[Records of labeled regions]
○ ○ ○ ○ ○

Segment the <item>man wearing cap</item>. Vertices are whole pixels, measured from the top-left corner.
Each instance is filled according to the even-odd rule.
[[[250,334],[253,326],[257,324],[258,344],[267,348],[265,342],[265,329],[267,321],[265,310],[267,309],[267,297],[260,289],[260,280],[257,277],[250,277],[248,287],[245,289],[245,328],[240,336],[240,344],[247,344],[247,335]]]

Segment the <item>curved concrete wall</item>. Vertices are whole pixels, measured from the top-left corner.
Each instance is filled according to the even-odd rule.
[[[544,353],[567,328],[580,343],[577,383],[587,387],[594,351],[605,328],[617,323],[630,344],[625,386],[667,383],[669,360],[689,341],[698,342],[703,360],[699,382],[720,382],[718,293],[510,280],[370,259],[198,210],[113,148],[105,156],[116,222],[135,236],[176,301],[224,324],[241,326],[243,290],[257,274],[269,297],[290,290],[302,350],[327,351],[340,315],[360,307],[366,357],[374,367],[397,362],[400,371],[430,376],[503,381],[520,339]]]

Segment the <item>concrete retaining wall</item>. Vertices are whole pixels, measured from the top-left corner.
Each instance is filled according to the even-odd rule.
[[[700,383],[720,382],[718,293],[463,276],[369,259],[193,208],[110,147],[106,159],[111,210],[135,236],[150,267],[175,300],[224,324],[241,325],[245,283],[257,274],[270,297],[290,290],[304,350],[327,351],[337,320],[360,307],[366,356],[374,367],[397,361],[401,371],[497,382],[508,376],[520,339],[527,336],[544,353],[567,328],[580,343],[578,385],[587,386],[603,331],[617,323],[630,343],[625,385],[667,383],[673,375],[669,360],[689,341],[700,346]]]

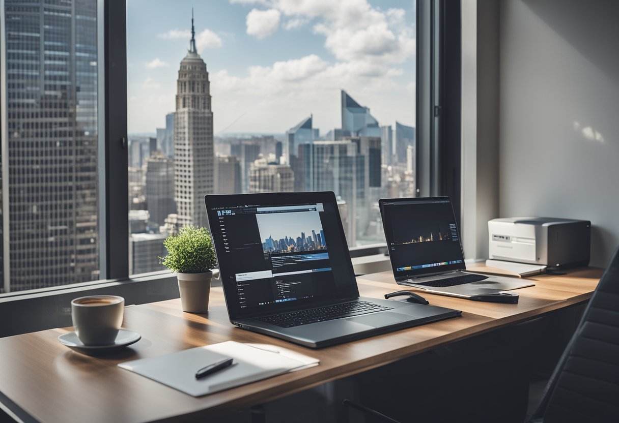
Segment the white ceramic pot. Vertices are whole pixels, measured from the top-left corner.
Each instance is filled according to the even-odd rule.
[[[176,273],[183,311],[206,313],[209,310],[209,294],[213,272]]]

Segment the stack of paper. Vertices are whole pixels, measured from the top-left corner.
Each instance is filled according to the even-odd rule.
[[[514,276],[525,277],[539,275],[546,271],[546,266],[543,265],[532,265],[526,263],[514,263],[513,262],[504,262],[500,260],[487,260],[486,266],[495,267],[513,273]],[[475,270],[475,271],[477,271]]]
[[[232,358],[229,367],[200,379],[196,372]],[[200,396],[277,375],[318,365],[316,359],[285,348],[228,341],[160,357],[121,363],[126,369],[193,396]]]

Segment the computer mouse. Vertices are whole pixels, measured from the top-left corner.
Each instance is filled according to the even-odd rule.
[[[474,301],[489,301],[490,302],[507,302],[512,304],[517,304],[519,296],[514,293],[501,291],[491,294],[482,294],[470,297],[469,299]]]
[[[385,294],[385,299],[389,299],[392,297],[399,297],[401,295],[405,295],[408,296],[406,301],[409,302],[413,302],[416,304],[429,304],[430,303],[423,297],[420,295],[417,295],[415,293],[412,293],[410,291],[396,291],[394,293],[389,293],[389,294]]]

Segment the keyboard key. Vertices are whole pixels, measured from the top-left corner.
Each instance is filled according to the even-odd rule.
[[[272,316],[261,317],[257,320],[282,328],[292,328],[295,326],[309,325],[319,322],[367,314],[384,310],[392,310],[392,307],[385,307],[368,301],[355,301],[327,306],[318,309],[310,309],[298,312],[275,314]]]
[[[417,285],[423,285],[423,286],[445,288],[447,286],[462,285],[465,283],[470,283],[472,282],[478,282],[479,281],[483,281],[485,279],[488,279],[488,276],[482,276],[481,275],[465,275],[464,276],[454,276],[453,278],[447,278],[446,279],[439,279],[436,281],[430,281],[429,282],[424,282],[423,283],[415,282],[414,280],[411,281]]]

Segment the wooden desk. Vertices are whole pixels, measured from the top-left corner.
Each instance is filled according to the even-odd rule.
[[[126,310],[123,327],[142,340],[123,352],[92,357],[57,340],[71,328],[0,339],[0,401],[24,421],[155,422],[204,418],[218,411],[264,403],[356,374],[413,354],[507,325],[534,318],[587,300],[602,270],[584,268],[566,276],[532,278],[518,290],[517,304],[479,302],[424,294],[430,304],[462,310],[461,317],[313,350],[233,327],[221,288],[213,288],[208,314],[181,311],[180,300]],[[398,289],[389,272],[358,278],[365,296]],[[3,318],[6,317],[3,316]],[[320,359],[320,365],[196,398],[116,367],[228,340],[285,346]]]

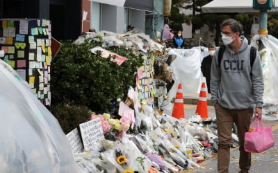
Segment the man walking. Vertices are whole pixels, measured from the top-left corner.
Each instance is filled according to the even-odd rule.
[[[219,138],[218,172],[229,172],[230,144],[233,123],[238,127],[239,139],[239,172],[248,172],[251,154],[244,150],[244,136],[248,131],[251,118],[261,118],[263,81],[260,57],[241,37],[242,25],[227,19],[220,26],[224,46],[215,51],[211,73],[211,101],[215,104]]]

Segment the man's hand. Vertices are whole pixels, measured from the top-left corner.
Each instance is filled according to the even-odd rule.
[[[256,116],[259,119],[261,119],[262,113],[263,113],[263,111],[261,109],[261,107],[256,107],[255,108],[255,116]]]

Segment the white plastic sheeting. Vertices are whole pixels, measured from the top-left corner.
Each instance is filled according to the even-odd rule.
[[[172,62],[174,71],[174,84],[168,95],[174,98],[179,83],[181,83],[183,93],[199,93],[201,88],[202,74],[201,59],[202,55],[199,49],[169,50],[169,55],[176,55],[177,58]]]
[[[1,60],[0,81],[0,172],[80,172],[57,120]]]
[[[278,89],[278,39],[270,35],[256,35],[251,42],[251,45],[256,48],[258,48],[258,45],[256,41],[258,39],[261,40],[264,47],[260,51],[265,86],[263,93],[265,110],[263,113],[265,115],[271,116],[266,116],[264,119],[278,120],[278,92],[277,91]]]

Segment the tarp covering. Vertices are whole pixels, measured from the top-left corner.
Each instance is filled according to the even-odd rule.
[[[0,172],[81,172],[59,123],[0,60]]]
[[[275,1],[275,8],[271,11],[278,10],[278,1]],[[202,12],[245,12],[259,13],[254,10],[253,0],[214,0],[202,7]]]
[[[170,49],[169,55],[176,55],[172,62],[175,80],[168,93],[174,97],[179,83],[182,84],[183,93],[198,93],[200,91],[202,75],[201,71],[201,51],[199,49]]]
[[[145,11],[153,11],[154,0],[90,0],[94,2],[109,4],[112,6],[121,6],[138,9]]]

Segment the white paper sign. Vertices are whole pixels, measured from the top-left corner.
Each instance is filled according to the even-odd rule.
[[[28,21],[21,20],[19,21],[19,34],[28,35]]]
[[[100,118],[80,124],[79,127],[85,150],[97,148],[99,142],[104,139]]]
[[[72,153],[76,154],[82,152],[83,145],[77,128],[68,133],[67,137],[72,145]]]

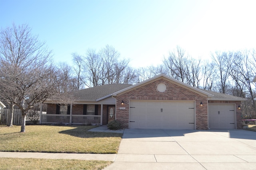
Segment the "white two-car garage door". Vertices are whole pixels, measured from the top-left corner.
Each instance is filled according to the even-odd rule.
[[[195,129],[193,101],[130,100],[129,128]]]
[[[209,128],[236,129],[235,107],[232,104],[209,104]]]

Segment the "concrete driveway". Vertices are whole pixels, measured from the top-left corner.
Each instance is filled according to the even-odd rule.
[[[256,132],[125,129],[105,169],[256,170]]]

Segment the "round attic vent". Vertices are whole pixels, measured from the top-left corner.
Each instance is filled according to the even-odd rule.
[[[166,86],[164,83],[160,83],[157,85],[157,90],[162,93],[164,92],[166,90]]]

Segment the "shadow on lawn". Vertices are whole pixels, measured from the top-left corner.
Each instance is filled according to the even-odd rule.
[[[71,136],[80,138],[94,138],[108,137],[122,137],[122,134],[110,133],[107,132],[98,132],[88,131],[88,130],[94,127],[90,126],[72,126],[74,129],[62,131],[59,132],[60,133],[69,135]]]

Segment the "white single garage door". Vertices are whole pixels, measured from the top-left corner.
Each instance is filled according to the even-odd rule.
[[[209,128],[236,129],[235,108],[233,104],[209,104]]]
[[[195,129],[194,102],[130,100],[131,129]]]

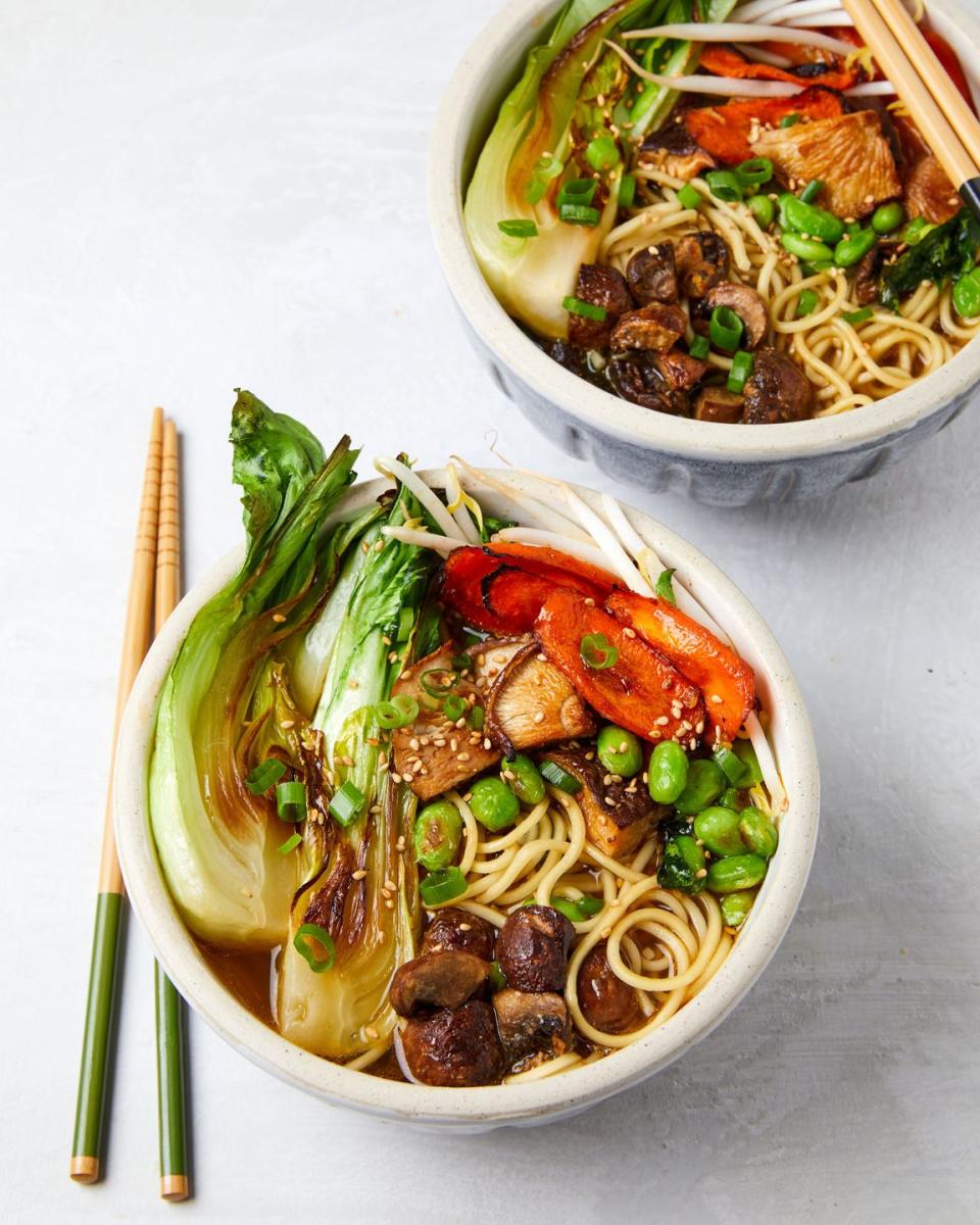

○ ○ ○ ○ ○

GIVEN PROBLEM ::
Which lines in the data above contain the word "concrete"? Copy each of those lines in full.

ANSWER BELOW ::
Segment the <item>curved concrete wall</item>. Vertices are whole pixels, measured from the top-left corner.
Segment the <item>concrete retaining wall</item>. Vertices are whole pixels, measured from the top-left corner.
Segment the "concrete driveway". Vertices are whole pixels, measured from the top-left corner.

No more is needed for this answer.